*EXTRAIT:*

# # #

Nous vivons une période de crise de plus en plus grave : un mouvement d’extrême droite en plein essor qui se rapproche du fascisme, des inégalités économiques croissantes et des guerres de plus en plus nombreuses sans aucune solution juste en vue – de l’invasion de l’Ukraine par la Russie à la guerre dévastatrice d’Israël contre la bande de Gaza. Comment en sommes-nous arrivés là ? La réponse ne se trouve peut-être pas seulement dans les systèmes politiques et sociaux, mais aussi dans les contradictions que nous portons en nous-mêmes.
Nous pensons souvent que nos attitudes et comportements personnels n’ont que peu d’impact sur la politique ou la société. Mais cette déconnexion entre notre vie intérieure et le monde qui nous entoure n’est pas une coïncidence. Il s’agit d’une forme de fragmentation au cœur de la crise actuelle. Comme l’a affirmé le penseur argentin Silo, la violence de la société est à la fois le reflet et le support des contradictions qui nous habitent.
Nous pouvons définir la contradiction de manière simple : penser, sentir et agir dans des directions déconnectées ou opposées. La contradiction ne crée pas seulement une tension intérieure, elle génère aussi de la souffrance, qui se manifeste à son tour par de la violence à l’égard d’autrui. Les contradictions brisent également notre sens de la vie et réduisent notre capacité à agir de manière cohérente dans le monde.

# # #

*MATÉRIEL FOURNI:*
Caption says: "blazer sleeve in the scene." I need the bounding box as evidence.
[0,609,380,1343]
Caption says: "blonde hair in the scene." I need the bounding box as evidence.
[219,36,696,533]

# # #

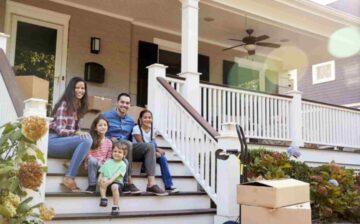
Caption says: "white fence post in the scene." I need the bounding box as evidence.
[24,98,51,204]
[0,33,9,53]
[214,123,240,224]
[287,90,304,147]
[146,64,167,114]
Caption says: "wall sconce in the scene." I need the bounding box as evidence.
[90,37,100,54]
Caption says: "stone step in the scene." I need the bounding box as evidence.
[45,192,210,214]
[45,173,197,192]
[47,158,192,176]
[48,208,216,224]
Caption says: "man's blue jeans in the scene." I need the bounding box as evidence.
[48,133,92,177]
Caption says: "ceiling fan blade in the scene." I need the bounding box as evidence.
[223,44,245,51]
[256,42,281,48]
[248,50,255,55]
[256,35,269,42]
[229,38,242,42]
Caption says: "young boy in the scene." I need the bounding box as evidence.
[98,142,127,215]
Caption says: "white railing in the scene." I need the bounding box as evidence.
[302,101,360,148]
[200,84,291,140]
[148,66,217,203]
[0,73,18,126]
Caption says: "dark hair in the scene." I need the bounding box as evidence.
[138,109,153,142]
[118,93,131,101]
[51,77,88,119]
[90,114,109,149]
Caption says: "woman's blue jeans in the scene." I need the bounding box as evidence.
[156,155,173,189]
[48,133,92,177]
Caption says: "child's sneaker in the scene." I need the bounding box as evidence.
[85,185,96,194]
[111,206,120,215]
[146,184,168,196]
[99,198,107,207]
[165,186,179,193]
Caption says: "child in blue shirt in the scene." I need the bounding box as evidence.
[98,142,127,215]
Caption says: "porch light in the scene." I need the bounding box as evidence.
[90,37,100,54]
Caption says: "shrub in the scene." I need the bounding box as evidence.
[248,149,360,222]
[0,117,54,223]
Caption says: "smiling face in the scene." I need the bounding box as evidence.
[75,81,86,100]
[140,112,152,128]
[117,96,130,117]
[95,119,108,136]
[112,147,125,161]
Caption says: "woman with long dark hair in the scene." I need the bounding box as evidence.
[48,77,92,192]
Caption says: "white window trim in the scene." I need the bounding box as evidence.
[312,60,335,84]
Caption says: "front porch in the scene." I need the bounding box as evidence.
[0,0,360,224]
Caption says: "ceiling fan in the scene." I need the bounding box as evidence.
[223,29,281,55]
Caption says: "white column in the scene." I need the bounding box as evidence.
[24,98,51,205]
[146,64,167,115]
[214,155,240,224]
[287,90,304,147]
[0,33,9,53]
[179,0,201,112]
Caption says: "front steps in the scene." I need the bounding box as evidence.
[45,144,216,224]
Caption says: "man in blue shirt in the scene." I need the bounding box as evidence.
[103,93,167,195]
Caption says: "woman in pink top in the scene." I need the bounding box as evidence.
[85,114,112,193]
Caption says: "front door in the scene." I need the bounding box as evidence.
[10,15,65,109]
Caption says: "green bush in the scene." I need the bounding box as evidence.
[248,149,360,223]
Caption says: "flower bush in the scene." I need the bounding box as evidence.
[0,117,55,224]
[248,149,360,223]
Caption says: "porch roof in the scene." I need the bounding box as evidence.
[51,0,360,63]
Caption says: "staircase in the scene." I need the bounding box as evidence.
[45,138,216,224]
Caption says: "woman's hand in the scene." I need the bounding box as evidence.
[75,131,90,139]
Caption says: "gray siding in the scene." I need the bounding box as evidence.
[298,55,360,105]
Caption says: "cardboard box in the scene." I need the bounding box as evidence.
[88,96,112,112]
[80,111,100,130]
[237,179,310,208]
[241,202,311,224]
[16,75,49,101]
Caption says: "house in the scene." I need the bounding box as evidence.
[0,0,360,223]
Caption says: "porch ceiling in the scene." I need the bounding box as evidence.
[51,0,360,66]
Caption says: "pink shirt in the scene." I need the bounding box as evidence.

# # #

*EXERCICE À FAIRE:*
Dans l'extrait, changez « fragmentation » en « division », puis recopiez, s'il vous plaît, le passage compris entre « Nous pensons souvent » et « dans le monde. » inclus.

*RÉSULTAT ATTENDU:*
Nous pensons souvent que nos attitudes et comportements personnels n’ont que peu d’impact sur la politique ou la société. Mais cette déconnexion entre notre vie intérieure et le monde qui nous entoure n’est pas une coïncidence. Il s’agit d’une forme de division au cœur de la crise actuelle. Comme l’a affirmé le penseur argentin Silo, la violence de la société est à la fois le reflet et le support des contradictions qui nous habitent.
Nous pouvons définir la contradiction de manière simple : penser, sentir et agir dans des directions déconnectées ou opposées. La contradiction ne crée pas seulement une tension intérieure, elle génère aussi de la souffrance, qui se manifeste à son tour par de la violence à l’égard d’autrui. Les contradictions brisent également notre sens de la vie et réduisent notre capacité à agir de manière cohérente dans le monde.